• ITEMS
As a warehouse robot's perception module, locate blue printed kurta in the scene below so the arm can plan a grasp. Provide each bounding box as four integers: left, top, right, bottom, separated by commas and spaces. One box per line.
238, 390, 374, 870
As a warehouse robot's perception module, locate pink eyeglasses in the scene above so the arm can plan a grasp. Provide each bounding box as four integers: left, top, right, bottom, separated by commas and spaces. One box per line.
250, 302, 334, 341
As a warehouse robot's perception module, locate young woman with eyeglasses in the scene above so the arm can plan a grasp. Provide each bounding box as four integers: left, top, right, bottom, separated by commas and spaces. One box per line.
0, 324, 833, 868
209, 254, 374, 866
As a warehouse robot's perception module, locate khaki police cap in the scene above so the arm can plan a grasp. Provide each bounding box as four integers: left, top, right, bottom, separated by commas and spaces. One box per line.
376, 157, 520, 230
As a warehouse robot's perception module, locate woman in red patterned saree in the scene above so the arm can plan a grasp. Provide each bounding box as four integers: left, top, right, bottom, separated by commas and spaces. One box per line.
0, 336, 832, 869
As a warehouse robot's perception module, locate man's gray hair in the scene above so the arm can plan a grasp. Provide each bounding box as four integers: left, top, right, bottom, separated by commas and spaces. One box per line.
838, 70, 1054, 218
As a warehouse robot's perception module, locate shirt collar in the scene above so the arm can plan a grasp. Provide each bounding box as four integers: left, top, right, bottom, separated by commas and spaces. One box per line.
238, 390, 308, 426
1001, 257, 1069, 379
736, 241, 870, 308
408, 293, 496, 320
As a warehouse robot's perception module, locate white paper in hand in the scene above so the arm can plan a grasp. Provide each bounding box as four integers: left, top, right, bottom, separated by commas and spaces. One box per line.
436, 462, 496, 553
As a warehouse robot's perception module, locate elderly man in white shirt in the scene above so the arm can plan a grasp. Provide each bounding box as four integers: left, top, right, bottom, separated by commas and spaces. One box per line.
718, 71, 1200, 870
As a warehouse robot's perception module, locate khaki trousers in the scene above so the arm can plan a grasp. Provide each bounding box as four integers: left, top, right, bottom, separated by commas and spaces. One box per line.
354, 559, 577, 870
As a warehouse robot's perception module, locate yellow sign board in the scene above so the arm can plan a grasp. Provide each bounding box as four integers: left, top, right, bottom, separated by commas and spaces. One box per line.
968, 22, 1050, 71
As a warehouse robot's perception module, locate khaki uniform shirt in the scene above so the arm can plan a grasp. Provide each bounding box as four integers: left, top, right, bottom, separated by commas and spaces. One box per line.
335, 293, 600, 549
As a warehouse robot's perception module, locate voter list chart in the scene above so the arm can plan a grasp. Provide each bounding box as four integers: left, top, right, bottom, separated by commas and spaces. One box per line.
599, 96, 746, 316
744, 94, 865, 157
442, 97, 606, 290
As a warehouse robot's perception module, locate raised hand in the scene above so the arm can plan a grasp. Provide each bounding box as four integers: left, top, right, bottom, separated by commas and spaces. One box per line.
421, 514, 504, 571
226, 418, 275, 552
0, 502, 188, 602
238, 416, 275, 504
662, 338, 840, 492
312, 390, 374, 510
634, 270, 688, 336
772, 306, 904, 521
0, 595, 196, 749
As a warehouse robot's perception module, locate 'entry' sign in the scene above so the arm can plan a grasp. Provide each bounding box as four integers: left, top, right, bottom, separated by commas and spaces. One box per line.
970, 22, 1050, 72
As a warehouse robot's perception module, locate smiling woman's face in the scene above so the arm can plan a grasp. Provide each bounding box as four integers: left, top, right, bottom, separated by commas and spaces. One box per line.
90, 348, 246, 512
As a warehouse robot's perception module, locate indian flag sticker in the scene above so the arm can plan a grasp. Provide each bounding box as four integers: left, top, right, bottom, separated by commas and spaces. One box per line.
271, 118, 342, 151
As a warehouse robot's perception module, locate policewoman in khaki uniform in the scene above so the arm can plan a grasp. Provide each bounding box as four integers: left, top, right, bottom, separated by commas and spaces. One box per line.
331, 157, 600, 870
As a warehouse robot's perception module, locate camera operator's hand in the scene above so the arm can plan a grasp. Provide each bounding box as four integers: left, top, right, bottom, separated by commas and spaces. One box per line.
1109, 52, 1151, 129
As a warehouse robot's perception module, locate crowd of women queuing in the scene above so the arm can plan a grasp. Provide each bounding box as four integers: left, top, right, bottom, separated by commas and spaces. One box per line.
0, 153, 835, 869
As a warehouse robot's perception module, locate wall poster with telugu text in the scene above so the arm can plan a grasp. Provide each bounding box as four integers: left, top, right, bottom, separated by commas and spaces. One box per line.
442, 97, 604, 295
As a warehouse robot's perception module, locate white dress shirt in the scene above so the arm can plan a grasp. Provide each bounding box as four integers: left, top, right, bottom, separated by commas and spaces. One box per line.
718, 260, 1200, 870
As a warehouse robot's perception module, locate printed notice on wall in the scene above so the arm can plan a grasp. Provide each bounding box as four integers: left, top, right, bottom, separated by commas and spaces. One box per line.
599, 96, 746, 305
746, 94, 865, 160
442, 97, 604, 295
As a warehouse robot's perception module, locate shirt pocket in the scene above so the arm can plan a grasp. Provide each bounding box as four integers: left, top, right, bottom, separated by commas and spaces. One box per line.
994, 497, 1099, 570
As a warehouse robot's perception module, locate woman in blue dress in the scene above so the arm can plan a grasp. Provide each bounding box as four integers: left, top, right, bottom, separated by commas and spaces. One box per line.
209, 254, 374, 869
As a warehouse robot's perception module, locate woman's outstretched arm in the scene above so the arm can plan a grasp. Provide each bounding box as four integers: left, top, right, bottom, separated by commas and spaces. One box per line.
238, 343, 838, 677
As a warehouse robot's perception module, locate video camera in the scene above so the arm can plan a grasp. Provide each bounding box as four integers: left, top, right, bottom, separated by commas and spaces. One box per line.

• YOUR OBJECTIVE
Arrange the data from the line with "As a warehouse robot's perception module, locate shirt pocket" up to and including the line with "994, 497, 1099, 570" as a Markdown table with columns named Row and Line, numbering each row and leaving out blank lines.

• THE RESPONSE
| Row | Line |
|---|---|
| 1 | As a warehouse robot's perception module, locate shirt pocket in the scene above so the arm can plan a grasp. Provide each bounding box as four integers: left, top, right, bottom, separated by commas and spaces. One box per line. |
| 2 | 994, 497, 1099, 570 |